▸ Records shown:
□ □ □ □

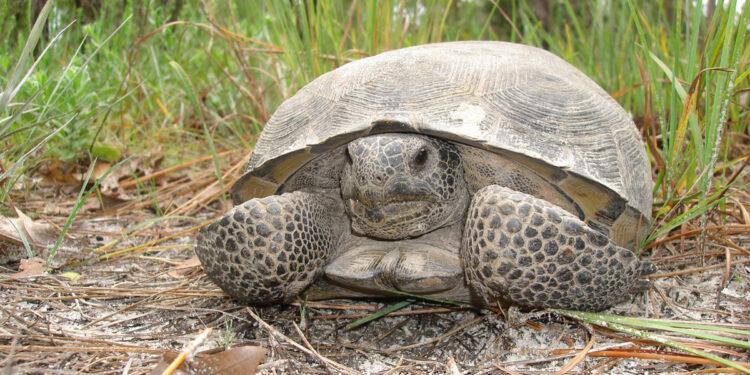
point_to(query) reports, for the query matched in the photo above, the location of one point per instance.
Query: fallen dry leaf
(235, 361)
(183, 269)
(39, 233)
(29, 267)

□ □ □ □

▸ Task item: If pictures are present, they are dropped, and the entries above are written out word for word.

▸ Result of the exercise:
point_to(query) reports, for the query matched in the photo above, the location of one point per instance.
Query: fallen dry leaf
(235, 361)
(183, 269)
(39, 233)
(29, 267)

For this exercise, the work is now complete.